Work instruction:
In the post about upgrading Node in production on Heroku, at what memory level did the graph stay almost flat while running Node 0.10?

Excerpted passage:
>>>>
Below is a screenshot of the past 12 hours which has been a total disaster for us to say the least. After updating to node 4.2 (from 0.10) in production we immediately exceeded all memory quotas and experienced a high volume of timeouts (even with no load and memory under the 1GB limit).
First, I apologize if this is not the place for this. I am happy to move discussion somewhere else and we will help diagnose whatever you guys need. We did this same parade with Node 0.12 and had to downgrade to 0.10.
Second, and I guess the real question here, is Heroku's 512MB of ram simply not enough to run Node 4.x? If that is the case, cool, but memory constraints definitely need to be made more clear.
Timeline:
In general you can see the memory is all over the place, maybe that is expected with newer versions of V8...
Although I don't have a screen, you can see in the first part of the graph running Node 0.10 that it stays almost perfectly flat at 256MB of ram. Under any load, that was consistent.
For reference, here is a load test we did in a dev environment running Node 4.2.1, cluster forked to 4 processes, and about 5k rpms. Also immediately hit the higher 1GB memory limit. We then dropped this down to 2 forked processes with the same result.
@rvagg @trevnorris @Fishrock123 ... ideas?
<<<<
Supplied entries:
>>>>
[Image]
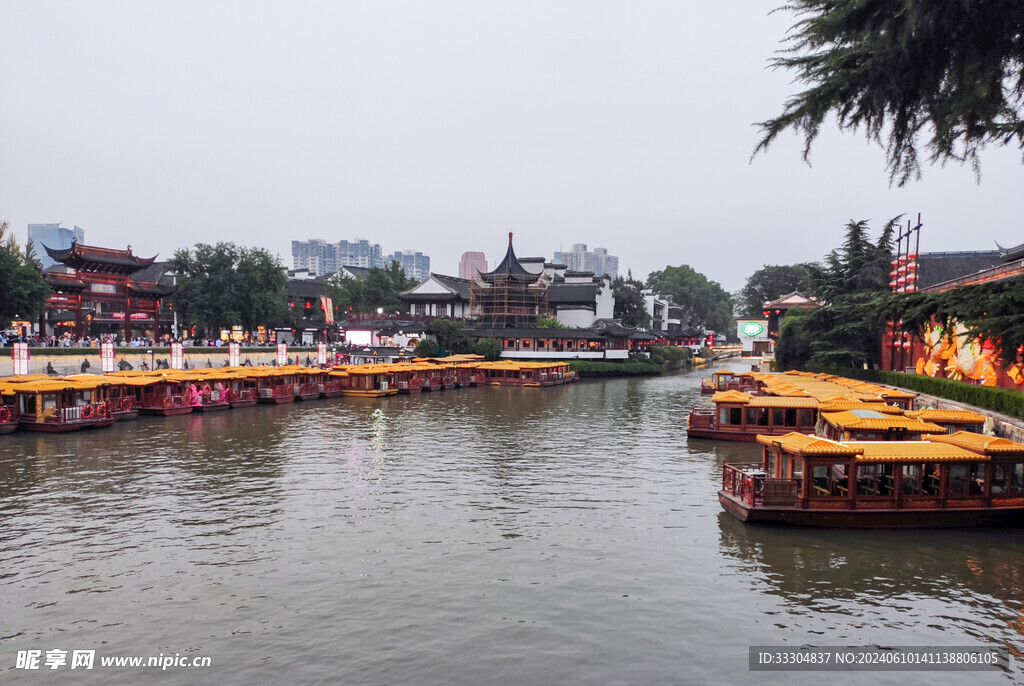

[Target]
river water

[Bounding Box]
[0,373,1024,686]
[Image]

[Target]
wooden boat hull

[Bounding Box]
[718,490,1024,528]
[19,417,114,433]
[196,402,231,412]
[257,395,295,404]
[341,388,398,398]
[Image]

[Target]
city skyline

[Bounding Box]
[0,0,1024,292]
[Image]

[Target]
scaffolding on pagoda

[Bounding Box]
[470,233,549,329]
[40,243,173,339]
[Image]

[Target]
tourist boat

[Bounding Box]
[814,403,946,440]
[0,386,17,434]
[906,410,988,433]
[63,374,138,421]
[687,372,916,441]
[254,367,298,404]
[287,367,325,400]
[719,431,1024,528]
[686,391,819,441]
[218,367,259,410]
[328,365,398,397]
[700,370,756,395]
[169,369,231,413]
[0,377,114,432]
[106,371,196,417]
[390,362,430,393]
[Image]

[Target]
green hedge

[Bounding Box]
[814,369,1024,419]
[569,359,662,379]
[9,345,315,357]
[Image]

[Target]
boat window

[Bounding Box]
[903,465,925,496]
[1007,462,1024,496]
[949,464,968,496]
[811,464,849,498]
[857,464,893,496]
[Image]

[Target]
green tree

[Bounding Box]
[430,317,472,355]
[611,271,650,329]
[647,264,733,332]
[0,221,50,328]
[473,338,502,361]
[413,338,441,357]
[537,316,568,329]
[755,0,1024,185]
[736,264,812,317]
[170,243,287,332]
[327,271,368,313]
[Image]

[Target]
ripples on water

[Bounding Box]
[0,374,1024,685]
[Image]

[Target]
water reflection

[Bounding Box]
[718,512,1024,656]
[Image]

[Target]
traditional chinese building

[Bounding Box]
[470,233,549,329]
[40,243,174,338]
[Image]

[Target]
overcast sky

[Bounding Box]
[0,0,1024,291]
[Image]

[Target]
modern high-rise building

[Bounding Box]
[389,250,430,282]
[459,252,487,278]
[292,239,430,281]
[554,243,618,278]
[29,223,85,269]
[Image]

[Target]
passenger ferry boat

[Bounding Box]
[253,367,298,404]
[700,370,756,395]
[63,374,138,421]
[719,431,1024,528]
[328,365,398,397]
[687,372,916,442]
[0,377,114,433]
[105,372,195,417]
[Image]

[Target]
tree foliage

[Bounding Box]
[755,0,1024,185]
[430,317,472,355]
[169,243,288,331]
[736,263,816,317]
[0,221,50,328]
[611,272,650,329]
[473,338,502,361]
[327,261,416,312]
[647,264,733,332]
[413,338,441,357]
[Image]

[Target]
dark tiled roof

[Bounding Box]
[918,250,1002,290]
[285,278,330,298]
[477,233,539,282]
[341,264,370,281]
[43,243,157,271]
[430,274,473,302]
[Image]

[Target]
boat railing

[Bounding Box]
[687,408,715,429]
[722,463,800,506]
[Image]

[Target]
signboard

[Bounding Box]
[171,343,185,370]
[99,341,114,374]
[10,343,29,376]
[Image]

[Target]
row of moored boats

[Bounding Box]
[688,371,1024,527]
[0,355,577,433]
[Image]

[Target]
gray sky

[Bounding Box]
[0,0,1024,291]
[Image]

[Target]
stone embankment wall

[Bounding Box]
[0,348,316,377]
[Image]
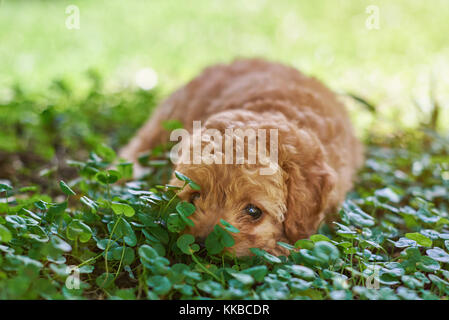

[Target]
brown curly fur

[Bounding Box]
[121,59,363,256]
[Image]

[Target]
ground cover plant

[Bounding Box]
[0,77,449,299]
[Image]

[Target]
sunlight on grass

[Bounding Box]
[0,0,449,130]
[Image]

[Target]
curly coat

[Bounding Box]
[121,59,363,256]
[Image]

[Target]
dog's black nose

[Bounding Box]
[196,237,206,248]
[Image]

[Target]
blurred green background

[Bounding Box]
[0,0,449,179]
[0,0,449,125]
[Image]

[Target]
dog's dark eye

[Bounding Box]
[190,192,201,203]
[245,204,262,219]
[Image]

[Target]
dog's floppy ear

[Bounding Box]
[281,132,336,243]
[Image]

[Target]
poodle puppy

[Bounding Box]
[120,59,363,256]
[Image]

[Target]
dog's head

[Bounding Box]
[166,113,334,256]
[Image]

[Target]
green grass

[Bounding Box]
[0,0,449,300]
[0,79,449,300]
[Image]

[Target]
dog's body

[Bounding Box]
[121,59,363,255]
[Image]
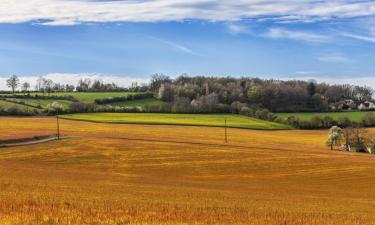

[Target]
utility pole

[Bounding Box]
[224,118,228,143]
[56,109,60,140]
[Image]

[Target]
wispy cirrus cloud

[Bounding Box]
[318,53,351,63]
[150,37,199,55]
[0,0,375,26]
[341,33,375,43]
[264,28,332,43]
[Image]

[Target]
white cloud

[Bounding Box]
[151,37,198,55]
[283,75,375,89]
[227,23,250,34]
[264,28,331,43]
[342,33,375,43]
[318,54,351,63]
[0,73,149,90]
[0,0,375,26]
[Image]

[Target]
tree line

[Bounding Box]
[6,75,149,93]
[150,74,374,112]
<<<<
Answer area:
About 256MB of RAM.